WORK ITEM: Continue the text passage on Friedman and the Latin American economics students from the point where it stops.

*** Opening TEXT PASSAGE ***

But Friedman couldn't very well achieve his goals here in the US. First of all, he wasn't an elected official or anything. And also, most of that shit wouldn't have been feasible politically even if he was, at least not at the time. So what he did is: he went to Latin America and got a bunch of their best economics students and gave them all a free education in BS economic policies at the University of Chicago, where he worked. They would then return to their home countries and attempt to implement said policies.

Only thing is, that shit wasn't that much more feasible in Latin America than it was here. To be sure, Latin America was fucked the fuck up back then, as it is now and as it always will be. (Let's face it.) But it was getting better. Much of Latin America was undergoing a phenomenon called developmentalism, which basically involved a more equitable distribution of wealth at the expense of overall economic growth. Good for your average bum on the street, bad for your average tall Israeli.

*** Closing TEXT PASSAGE ***
*** Opening DATASET ***

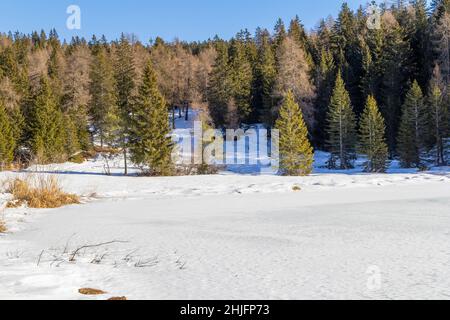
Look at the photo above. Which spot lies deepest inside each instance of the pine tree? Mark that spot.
(341, 127)
(103, 108)
(46, 126)
(241, 80)
(150, 144)
(7, 142)
(219, 86)
(412, 128)
(265, 76)
(394, 80)
(125, 86)
(293, 74)
(296, 153)
(439, 124)
(372, 137)
(325, 77)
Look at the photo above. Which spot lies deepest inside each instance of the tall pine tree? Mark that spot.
(296, 153)
(103, 108)
(341, 127)
(48, 137)
(372, 137)
(7, 142)
(439, 124)
(150, 144)
(412, 128)
(125, 86)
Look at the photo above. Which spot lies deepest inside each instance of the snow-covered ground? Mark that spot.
(231, 236)
(344, 235)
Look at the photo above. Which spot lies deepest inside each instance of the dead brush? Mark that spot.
(2, 226)
(39, 192)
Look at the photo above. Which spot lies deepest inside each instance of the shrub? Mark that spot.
(2, 226)
(40, 192)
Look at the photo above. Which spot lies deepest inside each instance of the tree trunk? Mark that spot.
(173, 117)
(125, 160)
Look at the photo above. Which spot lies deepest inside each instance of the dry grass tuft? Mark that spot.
(2, 226)
(91, 292)
(40, 192)
(118, 299)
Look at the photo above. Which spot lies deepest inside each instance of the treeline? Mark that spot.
(382, 92)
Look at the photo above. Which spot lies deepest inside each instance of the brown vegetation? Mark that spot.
(39, 192)
(91, 292)
(2, 226)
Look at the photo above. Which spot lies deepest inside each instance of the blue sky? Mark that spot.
(186, 19)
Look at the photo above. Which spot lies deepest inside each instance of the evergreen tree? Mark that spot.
(103, 108)
(125, 85)
(412, 128)
(296, 153)
(46, 126)
(394, 80)
(264, 81)
(294, 74)
(439, 124)
(150, 144)
(341, 127)
(241, 80)
(219, 86)
(325, 77)
(7, 141)
(372, 137)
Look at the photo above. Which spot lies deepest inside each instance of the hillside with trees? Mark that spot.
(391, 85)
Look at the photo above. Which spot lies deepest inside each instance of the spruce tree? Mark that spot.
(439, 124)
(325, 77)
(7, 142)
(412, 128)
(341, 127)
(219, 86)
(103, 108)
(265, 76)
(125, 86)
(394, 80)
(150, 144)
(296, 153)
(241, 80)
(46, 126)
(372, 137)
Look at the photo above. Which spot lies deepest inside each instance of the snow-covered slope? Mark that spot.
(332, 235)
(234, 236)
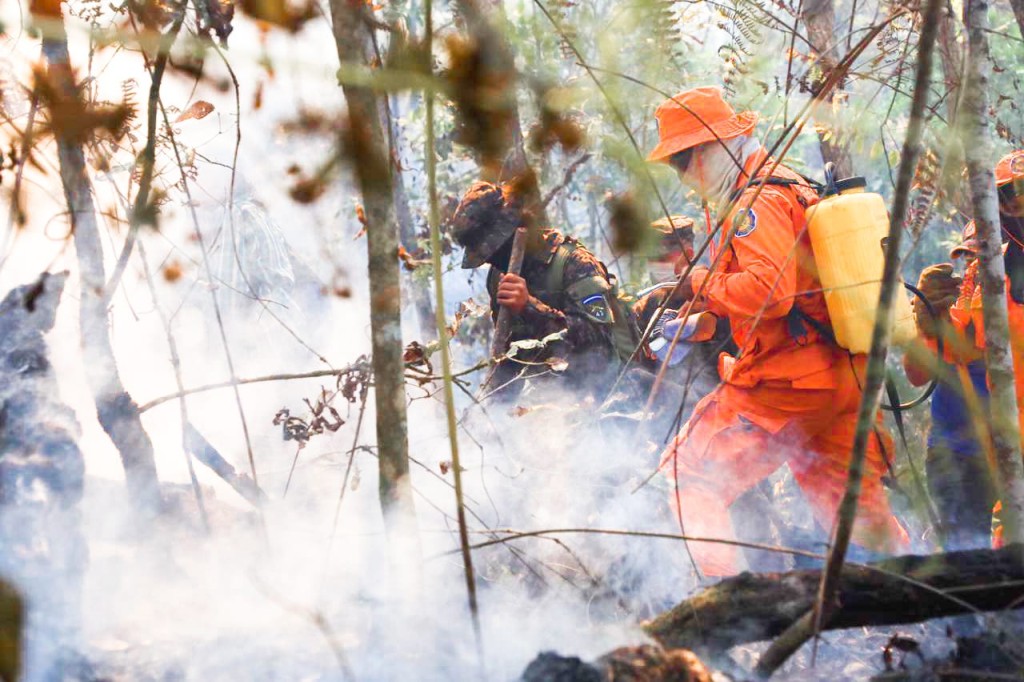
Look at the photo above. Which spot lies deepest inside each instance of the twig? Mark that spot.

*** Closing DATASET ***

TASK ANSWER:
The theory put forth by Naomi Klein, which makes enough sense to me, is that the people in these countries knew better than to consent to such policies, because they knew it would only have the effect of growing the economy overall by taking wealth from the hands of the least fortunate and placing it in the hands of a relatively small ownership class. Just like they do here. And since Latin America is already fucked the fuck up anyway, there wasn't gonna be any of this shit where poor people can still afford 20" rims and Endless Shrimp at Red Lobster.

So what they did is: they had the military round up everyone who knew better - artists, intellectuals, activist-types, and what have you - kidnapped them, took them up in an airplane and tossed their asses out into a river, Drop Squad-style. Or sometimes they'd just send them to a secret prison, where they'd be locked in a tiny cages and zapped with a cattle prod - the better to get them to inform on their fellow terrorists. (Sound familiar?) At any rate, they were done away with. They came to be known as the disappeared.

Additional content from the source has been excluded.